**Excerpted passage:**
It is plausible that the ultrastructural defects that we found are caused by reduced protein synthesis. Under physiological conditions, vesicles are recycled via the ultrafast endocytosis pathway (Watanabe et al., 2013a,b). After endocytosis, vesicles are regenerated in a clathrin-dependent manner (Watanabe et al., 2014). Shortage of clathrin or other components of this pathway could cause an accumulation of endocytosed membrane represented by large endosomes. Our observation that median distance of vesicles to the active zone is reduced in FUS worms and a reduction of vesicle pool size is consistent with this hypothesis.

In conclusion, we have shown synaptic architecture and functional changes in worms expressing FUS501. Our results implicate a direct or indirect role of human FUS in the organization of synaptic vesicles and synaptic transmission from motor neurons to muscles. These phenotypic analyses of the C. elegans ALS model can aid the elucidation of cellular mechanisms that contribute to the ALS disease.

Worm strains

All C. elegans worms were maintained according to standard methods (Brenner, 1974). The transgenic animals used in this study were ZM9566 {hpIs239[Prgef-1::GFP::fus(del501)]; plasmid pJH2392}, which ectopically and panneuronally expresses FUS501, and ZM5838 {hpIs223[Prgef-1::GFP::fus(wt)]; plasmid pJH2382}, which ectopically and panneuronally expresses wild-type FUS, both under the control of the Prgef-1 promoter. The wild-type control was ZM9569, derived by selecting wild-type siblings from the final outcross of the parent FUS501 strain with N2 Bristol. Since generating transgenic animals inevitably creates background mutations, and aging might be sensitive to accumulative effect of silent mutations, ZM9569 represents a more appropriate control to compare with the recovered ZM9566 FUS501 strain from the same set of crosses. ZM9566 and ZM5838 both feature multiple copy insertions. ZM9566 and ZM5838 were both outcrossed six times to remove any potential background mutations (Murakami et al., 2012). In addition, we included the N2 Bristol strain as an additional control in the lifespan, bagging, and swimming assays.

**Exercise instructions:**
(1) Translate this sentence from the passage on the C. elegans FUS model into Spanish: "The wild-type control was ZM9569, derived by selecting wild-type siblings from the final outcross of the parent FUS501 strain with N2 Bristol."
(2) Decide whether each statement agrees with the passage on the C. elegans FUS model. Answer yes or no, and quote the words that decide it.
(a) ZM9566 and ZM5838 were each outcrossed six times.
(b) In ZM5838, wild-type FUS is expressed under a promoter other than Prgef-1.
(c) In FUS worms, the median distance of vesicles to the active zone is increased.

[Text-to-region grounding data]
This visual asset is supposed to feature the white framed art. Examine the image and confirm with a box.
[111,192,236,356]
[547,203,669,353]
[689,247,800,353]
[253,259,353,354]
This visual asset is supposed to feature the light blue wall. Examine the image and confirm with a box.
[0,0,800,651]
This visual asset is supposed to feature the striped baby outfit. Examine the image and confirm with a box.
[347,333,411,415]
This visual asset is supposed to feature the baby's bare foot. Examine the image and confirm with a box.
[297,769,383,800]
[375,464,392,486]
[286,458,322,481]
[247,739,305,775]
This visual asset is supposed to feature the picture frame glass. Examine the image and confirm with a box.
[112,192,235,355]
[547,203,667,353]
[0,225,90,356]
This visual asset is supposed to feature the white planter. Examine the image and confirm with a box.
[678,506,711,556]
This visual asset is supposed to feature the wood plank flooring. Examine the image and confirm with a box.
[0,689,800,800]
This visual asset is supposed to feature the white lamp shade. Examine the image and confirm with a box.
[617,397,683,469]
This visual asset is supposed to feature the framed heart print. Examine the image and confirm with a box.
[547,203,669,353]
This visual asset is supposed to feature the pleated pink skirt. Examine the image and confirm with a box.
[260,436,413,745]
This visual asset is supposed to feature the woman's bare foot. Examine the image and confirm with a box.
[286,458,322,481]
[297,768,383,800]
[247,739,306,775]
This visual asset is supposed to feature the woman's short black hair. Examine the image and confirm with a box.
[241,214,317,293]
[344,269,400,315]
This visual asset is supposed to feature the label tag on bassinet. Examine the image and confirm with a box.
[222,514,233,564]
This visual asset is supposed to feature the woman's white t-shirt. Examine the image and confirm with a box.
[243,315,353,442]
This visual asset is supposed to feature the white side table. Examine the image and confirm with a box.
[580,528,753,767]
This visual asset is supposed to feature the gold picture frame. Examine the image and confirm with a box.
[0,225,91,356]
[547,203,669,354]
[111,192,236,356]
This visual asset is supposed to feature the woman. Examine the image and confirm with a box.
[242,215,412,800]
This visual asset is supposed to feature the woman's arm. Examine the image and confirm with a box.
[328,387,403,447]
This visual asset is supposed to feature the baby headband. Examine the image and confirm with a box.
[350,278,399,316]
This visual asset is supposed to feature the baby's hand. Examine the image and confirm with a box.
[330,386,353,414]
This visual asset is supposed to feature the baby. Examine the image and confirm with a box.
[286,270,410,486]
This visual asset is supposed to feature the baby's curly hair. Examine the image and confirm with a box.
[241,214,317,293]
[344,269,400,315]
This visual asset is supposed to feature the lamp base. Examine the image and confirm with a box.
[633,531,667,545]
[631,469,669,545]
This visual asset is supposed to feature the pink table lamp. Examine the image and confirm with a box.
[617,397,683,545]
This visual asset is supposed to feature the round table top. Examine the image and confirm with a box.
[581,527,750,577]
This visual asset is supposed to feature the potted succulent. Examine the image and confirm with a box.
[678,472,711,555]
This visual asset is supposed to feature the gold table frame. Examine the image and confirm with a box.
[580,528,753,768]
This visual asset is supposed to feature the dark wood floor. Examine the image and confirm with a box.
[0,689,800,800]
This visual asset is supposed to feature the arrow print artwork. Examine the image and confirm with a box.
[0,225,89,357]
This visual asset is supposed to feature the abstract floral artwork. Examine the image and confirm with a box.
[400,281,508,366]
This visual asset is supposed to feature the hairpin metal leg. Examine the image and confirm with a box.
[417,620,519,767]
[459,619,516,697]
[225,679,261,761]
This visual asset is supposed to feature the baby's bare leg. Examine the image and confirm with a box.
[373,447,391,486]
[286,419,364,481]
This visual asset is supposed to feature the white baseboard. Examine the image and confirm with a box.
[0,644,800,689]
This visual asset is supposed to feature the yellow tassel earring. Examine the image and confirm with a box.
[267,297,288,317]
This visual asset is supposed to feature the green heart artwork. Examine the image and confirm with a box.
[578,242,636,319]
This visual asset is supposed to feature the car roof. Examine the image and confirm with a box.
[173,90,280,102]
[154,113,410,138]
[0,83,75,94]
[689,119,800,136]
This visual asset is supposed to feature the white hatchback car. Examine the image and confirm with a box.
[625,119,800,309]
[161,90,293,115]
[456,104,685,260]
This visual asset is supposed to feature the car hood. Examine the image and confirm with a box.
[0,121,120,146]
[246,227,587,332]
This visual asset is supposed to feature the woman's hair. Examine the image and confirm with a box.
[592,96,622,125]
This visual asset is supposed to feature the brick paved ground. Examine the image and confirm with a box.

**Set of answers:**
(1) El control de tipo silvestre fue ZM9569, obtenido seleccionando hermanos de tipo silvestre del último cruce externo de la cepa parental FUS501 con N2 Bristol.

(2)
(a) Yes: "ZM9566 and ZM5838 were both outcrossed six times to remove any potential background mutations"
(b) No: "both under the control of the Prgef-1 promoter"
(c) No: "median distance of vesicles to the active zone is reduced in FUS worms"